*** Opening Reading text ***

The Nov. 17 release said that from 2014 to 2020, Alice C. Chang—formerly Chun-Ju Chang and formerly an associate professor in Purdue’s College of Veterinary Medicine—“falsified and fabricated data” in two published papers and 17 grant applications to the National Institutes of Health and the U.S. Army.
The U.S. Department of Health and Human Services, which includes the NIH, banned Chang from contracting with any U.S. agency for a decade and required her to request corrections to her papers.
The DHHS Office of Research Integrity says on its website that it found Chang had committed research misconduct in grant applications by reusing data, “with or without manipulation, to represent unrelated experiments … in three hundred eighty-four (384) figure panels.”

*** Closing Reading text ***
*** Opening Records supplied ***

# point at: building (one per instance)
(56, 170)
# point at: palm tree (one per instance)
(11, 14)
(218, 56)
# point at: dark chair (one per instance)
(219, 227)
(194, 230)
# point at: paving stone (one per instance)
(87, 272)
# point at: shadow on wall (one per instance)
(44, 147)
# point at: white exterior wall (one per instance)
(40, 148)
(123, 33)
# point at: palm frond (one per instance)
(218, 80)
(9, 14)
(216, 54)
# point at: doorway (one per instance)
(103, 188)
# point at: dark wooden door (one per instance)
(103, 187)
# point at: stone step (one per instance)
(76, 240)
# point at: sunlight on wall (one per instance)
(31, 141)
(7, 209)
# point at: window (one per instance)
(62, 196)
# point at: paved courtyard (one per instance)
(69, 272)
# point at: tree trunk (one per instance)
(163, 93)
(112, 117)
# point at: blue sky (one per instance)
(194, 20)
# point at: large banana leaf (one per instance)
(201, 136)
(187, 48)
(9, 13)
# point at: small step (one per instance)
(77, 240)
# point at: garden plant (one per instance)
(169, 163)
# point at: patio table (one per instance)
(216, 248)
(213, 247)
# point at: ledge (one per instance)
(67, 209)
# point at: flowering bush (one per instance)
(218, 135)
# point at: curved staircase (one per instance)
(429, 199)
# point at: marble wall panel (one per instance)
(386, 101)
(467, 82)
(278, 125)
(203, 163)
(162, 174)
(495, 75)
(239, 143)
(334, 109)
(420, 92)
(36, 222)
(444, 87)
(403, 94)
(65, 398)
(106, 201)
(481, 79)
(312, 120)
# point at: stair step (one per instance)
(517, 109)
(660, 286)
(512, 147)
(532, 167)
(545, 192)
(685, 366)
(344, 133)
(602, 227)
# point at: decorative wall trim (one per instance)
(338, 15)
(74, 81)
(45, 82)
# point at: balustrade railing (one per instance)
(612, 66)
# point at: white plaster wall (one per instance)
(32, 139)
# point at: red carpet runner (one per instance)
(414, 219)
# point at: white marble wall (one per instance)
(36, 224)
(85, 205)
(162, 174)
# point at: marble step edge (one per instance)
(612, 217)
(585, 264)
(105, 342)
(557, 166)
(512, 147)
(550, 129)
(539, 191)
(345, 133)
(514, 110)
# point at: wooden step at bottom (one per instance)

*** Closing Records supplied ***

Things to do:
1. In the passage on the Purdue misconduct case, for how long was Chang banned from contracting with any U.S. agency?
2. Reproduce word for word the part of the passage on the Purdue misconduct case starting with "The Nov. 17" and going on through "the U.S. Army.".
3. Write the next part of the passage on the Purdue misconduct case, picking up after its final sentence.
The rows have no connection to the passage on the Purdue misconduct case.

Answers for the exercise:
1. For a decade.

2.
The Nov. 17 release said that from 2014 to 2020, Alice C. Chang—formerly Chun-Ju Chang and formerly an associate professor in Purdue’s College of Veterinary Medicine—“falsified and fabricated data” in two published papers and 17 grant applications to the National Institutes of Health and the U.S. Army.

3.
In a Wednesday email to Inside Higher Ed, Tim Doty, a Purdue spokesman, said DHHS notified the university in mid-2018, “calling into question the authenticity of some results” in Chang’s submissions to federal funding agencies. “Purdue University cooperated and thoroughly investigated the alleged misconduct,” Doty wrote. “When Purdue’s investigation was nearing conclusion in mid-2019, Dr. Chang left the university.”
The U.S. Attorney’s Office said Purdue “cooperated and thoroughly investigated.” Doty wrote that he didn’t have information Wednesday on whether the university asked Chang to resign or she left of her own choice, and Inside Higher Ed was unable to locate her.
“Based on its investigation, Purdue agreed that the funding was not deserved and should be returned,” Doty wrote.